◆ PROBLEM DETAILS
Copy the records below exactly, leaving out every picture.

◆ DATA RECORDS
..........
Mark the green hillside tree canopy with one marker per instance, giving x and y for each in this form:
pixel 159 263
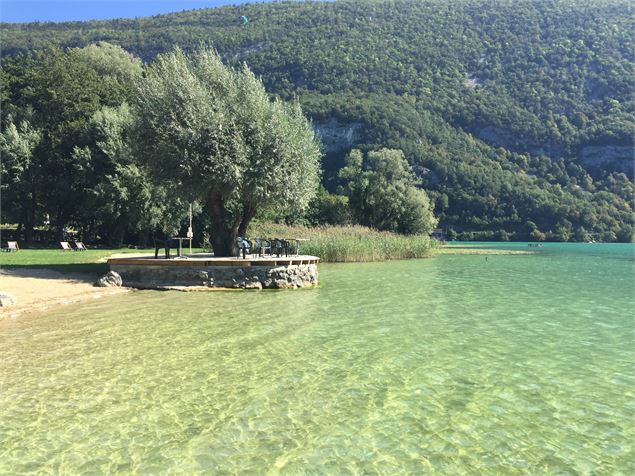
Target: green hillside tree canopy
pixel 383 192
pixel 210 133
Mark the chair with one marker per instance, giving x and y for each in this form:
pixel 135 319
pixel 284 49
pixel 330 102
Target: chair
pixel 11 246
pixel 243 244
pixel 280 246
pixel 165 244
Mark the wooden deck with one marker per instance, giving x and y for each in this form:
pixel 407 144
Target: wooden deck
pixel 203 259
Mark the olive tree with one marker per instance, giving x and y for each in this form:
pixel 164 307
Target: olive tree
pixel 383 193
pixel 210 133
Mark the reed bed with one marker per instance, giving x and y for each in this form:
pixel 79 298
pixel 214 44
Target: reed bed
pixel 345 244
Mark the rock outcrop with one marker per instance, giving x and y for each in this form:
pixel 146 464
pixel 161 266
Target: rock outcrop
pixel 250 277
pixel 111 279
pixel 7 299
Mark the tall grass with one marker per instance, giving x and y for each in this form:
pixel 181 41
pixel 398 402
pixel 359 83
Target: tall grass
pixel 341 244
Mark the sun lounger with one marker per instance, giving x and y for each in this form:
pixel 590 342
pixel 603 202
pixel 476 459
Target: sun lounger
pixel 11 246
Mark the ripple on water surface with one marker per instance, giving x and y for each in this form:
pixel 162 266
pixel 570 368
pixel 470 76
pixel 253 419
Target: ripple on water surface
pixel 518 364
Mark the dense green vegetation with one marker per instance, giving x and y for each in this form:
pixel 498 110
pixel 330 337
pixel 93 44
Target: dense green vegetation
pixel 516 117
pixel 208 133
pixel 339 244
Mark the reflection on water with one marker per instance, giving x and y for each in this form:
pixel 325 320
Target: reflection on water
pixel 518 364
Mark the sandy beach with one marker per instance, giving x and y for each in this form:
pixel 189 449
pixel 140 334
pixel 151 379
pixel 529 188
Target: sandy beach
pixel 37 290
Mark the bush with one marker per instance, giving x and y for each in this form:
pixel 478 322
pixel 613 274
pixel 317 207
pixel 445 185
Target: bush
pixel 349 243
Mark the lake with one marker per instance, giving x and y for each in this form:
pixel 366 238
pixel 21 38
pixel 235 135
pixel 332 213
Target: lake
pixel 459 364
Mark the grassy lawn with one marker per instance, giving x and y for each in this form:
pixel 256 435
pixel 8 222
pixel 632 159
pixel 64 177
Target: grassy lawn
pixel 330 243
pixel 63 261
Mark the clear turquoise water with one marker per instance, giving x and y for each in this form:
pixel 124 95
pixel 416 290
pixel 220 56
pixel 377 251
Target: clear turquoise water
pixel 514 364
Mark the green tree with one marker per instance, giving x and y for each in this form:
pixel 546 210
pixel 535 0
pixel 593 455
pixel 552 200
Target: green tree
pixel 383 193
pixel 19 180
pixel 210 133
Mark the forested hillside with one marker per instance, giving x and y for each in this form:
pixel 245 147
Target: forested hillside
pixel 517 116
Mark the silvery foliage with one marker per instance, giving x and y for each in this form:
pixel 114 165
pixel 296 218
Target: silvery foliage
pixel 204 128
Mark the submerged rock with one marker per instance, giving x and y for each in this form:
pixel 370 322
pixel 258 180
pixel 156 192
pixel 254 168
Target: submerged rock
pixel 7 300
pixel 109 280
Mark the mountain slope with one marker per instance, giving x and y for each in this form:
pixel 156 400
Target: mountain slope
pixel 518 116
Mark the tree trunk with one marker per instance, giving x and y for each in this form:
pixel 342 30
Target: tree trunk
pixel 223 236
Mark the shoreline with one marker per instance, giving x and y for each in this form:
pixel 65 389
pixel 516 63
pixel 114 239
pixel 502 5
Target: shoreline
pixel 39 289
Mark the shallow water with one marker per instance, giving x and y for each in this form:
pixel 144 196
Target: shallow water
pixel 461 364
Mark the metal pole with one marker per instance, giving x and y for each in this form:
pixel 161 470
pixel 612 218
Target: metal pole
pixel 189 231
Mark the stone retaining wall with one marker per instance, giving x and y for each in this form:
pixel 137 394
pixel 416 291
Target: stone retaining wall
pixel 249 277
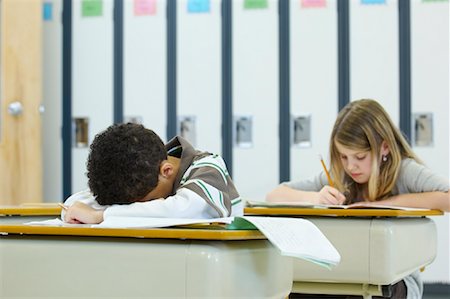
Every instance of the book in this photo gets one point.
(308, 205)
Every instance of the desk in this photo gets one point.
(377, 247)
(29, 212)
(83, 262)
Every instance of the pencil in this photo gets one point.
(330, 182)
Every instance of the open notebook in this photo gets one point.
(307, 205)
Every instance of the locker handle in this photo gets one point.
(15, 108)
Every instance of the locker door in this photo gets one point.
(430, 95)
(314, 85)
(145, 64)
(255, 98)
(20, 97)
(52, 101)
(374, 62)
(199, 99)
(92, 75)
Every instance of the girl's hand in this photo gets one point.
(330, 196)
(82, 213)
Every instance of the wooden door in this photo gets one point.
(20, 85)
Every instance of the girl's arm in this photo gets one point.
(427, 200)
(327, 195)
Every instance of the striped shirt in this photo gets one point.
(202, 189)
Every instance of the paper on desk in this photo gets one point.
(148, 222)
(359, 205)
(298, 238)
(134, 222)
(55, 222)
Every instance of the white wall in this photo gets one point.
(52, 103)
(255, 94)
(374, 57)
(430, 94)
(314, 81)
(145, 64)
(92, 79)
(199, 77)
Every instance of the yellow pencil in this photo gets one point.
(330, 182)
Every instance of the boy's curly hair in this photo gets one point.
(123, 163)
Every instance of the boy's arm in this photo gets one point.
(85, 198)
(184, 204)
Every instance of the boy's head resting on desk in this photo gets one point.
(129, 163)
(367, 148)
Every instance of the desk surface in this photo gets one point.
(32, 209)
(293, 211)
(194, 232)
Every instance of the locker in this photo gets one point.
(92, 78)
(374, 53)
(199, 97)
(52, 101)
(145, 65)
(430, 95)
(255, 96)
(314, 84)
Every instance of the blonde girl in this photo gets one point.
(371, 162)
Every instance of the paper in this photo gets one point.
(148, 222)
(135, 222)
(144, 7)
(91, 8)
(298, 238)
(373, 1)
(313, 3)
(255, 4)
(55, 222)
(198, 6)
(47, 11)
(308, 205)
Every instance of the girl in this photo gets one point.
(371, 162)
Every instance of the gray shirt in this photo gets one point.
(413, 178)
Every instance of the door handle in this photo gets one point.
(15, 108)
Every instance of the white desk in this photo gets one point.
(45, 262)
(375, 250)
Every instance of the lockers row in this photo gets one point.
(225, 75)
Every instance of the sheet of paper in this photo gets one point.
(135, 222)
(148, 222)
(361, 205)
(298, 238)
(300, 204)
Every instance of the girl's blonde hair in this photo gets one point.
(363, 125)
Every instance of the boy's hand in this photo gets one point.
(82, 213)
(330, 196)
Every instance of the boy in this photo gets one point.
..........
◆ TASK SOLUTION
Mark the green hillside tree canopy with one marker per instance, giving x and y for each in this form:
pixel 159 263
Target: green hillside tree canopy
pixel 383 192
pixel 210 133
Mark the chair with one marker per instance, giving x and y for each in this form:
pixel 135 319
pixel 284 49
pixel 330 102
Target: chair
pixel 11 246
pixel 243 244
pixel 280 246
pixel 165 244
Mark the wooden deck with one marker per instance, giving x and y for each in this form:
pixel 407 144
Target: wooden deck
pixel 203 259
Mark the olive tree with one marker per instance, giving x and y for each in this form:
pixel 164 307
Target: olive tree
pixel 383 193
pixel 210 133
Mark the reed bed with one marker per instance, giving x and y for each in this form:
pixel 79 298
pixel 214 44
Target: reed bed
pixel 345 244
Mark the rock outcrop with one marker per instance, giving x and y for each in this form:
pixel 146 464
pixel 161 266
Target: rock outcrop
pixel 250 277
pixel 111 279
pixel 7 299
Mark the tall grass with one marker per instance, giving x and y for each in this form:
pixel 181 41
pixel 398 402
pixel 359 83
Target: tall grass
pixel 341 244
Mark the sun lounger with one marker per instance, giving x and y for each in this form:
pixel 590 342
pixel 603 202
pixel 476 459
Target: sun lounger
pixel 11 246
Mark the ripple on water surface with one marker per instance, giving x and y for each in this form:
pixel 162 266
pixel 570 368
pixel 470 76
pixel 253 419
Target: ripple on water surface
pixel 518 364
Mark the dense green vegetation with one marker per instance, giving x and y for each in this form:
pixel 498 110
pixel 330 337
pixel 93 44
Target: dense green vegetation
pixel 516 117
pixel 208 133
pixel 339 244
Mark the reflection on water with one marker per instance, giving x and y for each in this form:
pixel 325 320
Target: reflection on water
pixel 518 364
Mark the sandy beach with one marker per instance, giving x and y for each in this form:
pixel 189 449
pixel 140 334
pixel 151 379
pixel 529 188
Target: sandy beach
pixel 37 290
Mark the bush with one marker per instance, giving x and y for each in this form:
pixel 478 322
pixel 613 274
pixel 317 207
pixel 445 185
Target: bush
pixel 349 243
Mark the lake with one marker per instance, giving x and y for each in this form:
pixel 366 238
pixel 21 38
pixel 235 135
pixel 332 213
Target: lake
pixel 459 364
Mark the grassy lawn with one marker per instance, giving x and y for each in this form:
pixel 256 435
pixel 8 222
pixel 632 159
pixel 64 177
Target: grassy lawn
pixel 330 243
pixel 63 261
Mark the clear turquoise water with one marker per instance, giving x and y for each in this form:
pixel 124 95
pixel 416 290
pixel 220 56
pixel 377 251
Target: clear turquoise water
pixel 514 364
Mark the green tree with one marker per instance, giving x and y for each in this form:
pixel 546 210
pixel 535 0
pixel 593 455
pixel 552 200
Target: green tree
pixel 383 193
pixel 19 180
pixel 210 133
Mark the forested hillside with one marker per instance, giving x and y for each in this form:
pixel 245 147
Target: forested hillside
pixel 517 116
Mark the silvery foliage with one marker per instance, giving x and y for each in this form:
pixel 114 165
pixel 296 218
Target: silvery foliage
pixel 204 128
Mark the submerged rock with one marker per instance, giving x and y for each in this form:
pixel 370 322
pixel 258 180
pixel 156 192
pixel 254 168
Target: submerged rock
pixel 7 300
pixel 109 280
Mark the mountain slope with one marker per instance, giving x and y for each in this form:
pixel 156 400
Target: mountain slope
pixel 518 116
Mark the tree trunk with one marker per instance, giving x and y for each in this form:
pixel 342 30
Target: tree trunk
pixel 223 236
Mark the shoreline with one marker per instance, giving x and y for each in this form:
pixel 65 389
pixel 516 63
pixel 114 239
pixel 502 5
Target: shoreline
pixel 39 289
Mark the shallow water with one marker per instance, giving x and y for each in this form:
pixel 144 196
Target: shallow water
pixel 461 364
Mark the metal pole with one marker per instance, giving x and y for each in this form:
pixel 161 470
pixel 612 218
Target: metal pole
pixel 189 231
Mark the stone retaining wall with one marker per instance, giving x and y for each in this form:
pixel 137 394
pixel 416 291
Target: stone retaining wall
pixel 249 277
Every instance of the book in this photo gets one point.
(308, 205)
Every instance of the desk in this photo gets one point.
(377, 247)
(29, 212)
(83, 262)
Every instance of the pencil in this photo gets one point.
(330, 182)
Every instance of the open notebook in this photo gets one point.
(307, 205)
Every instance of the locker handle in this photo gets one point.
(15, 108)
Every instance of the locker door in this photo gets one point.
(430, 95)
(314, 85)
(145, 64)
(255, 98)
(20, 97)
(52, 101)
(374, 62)
(199, 99)
(92, 75)
Every instance of the girl's hand in this photo gets one point.
(330, 196)
(82, 213)
Every instance of the wooden door in this photo gets one point.
(20, 85)
Every instance of the girl's arm in this photo gets one point.
(427, 200)
(327, 195)
Every instance of the striped shirt in this photo gets one point.
(202, 189)
Every instance of the paper on desk in this photo gets one point.
(148, 222)
(359, 205)
(298, 238)
(134, 222)
(55, 222)
Every instance of the white wall in this photo gets one point.
(52, 103)
(255, 94)
(374, 57)
(430, 94)
(314, 81)
(145, 64)
(92, 79)
(199, 77)
Every instance of the yellow pencil in this photo gets one point.
(330, 182)
Every instance of the boy's curly hair in this photo gets one point.
(123, 163)
Every instance of the boy's arm in this photo gets one point.
(85, 198)
(184, 204)
Every instance of the boy's head resting on desk in this photo gets one point.
(129, 163)
(367, 148)
Every instance of the desk surface in this photo gets one point.
(32, 209)
(293, 211)
(194, 232)
Every instance of the locker in this photo gets one point.
(92, 78)
(374, 53)
(199, 97)
(52, 101)
(145, 65)
(430, 95)
(255, 96)
(314, 84)
Every instance of the blonde girl in this photo gets one point.
(371, 162)
Every instance of the paper in this photo gets one point.
(148, 222)
(135, 222)
(144, 7)
(91, 8)
(298, 238)
(373, 1)
(313, 3)
(255, 4)
(55, 222)
(198, 6)
(47, 11)
(308, 205)
Every instance of the girl in this photo gets one point.
(371, 162)
Every instance of the gray shirt in this photo gets one point.
(413, 178)
Every instance of the door handle in this photo gets one point.
(15, 108)
Every instance of the white desk in this photo gets one point.
(45, 262)
(375, 250)
Every instance of the lockers row in this photo gets one point.
(225, 75)
Every instance of the sheet of paper in this photo gets one point.
(135, 222)
(148, 222)
(361, 205)
(298, 238)
(300, 204)
Every instance of the girl's blonde hair in this photo gets one point.
(363, 125)
Every instance of the boy's hand in this photo gets one point.
(82, 213)
(330, 196)
Every instance of the boy in this photo gets one point.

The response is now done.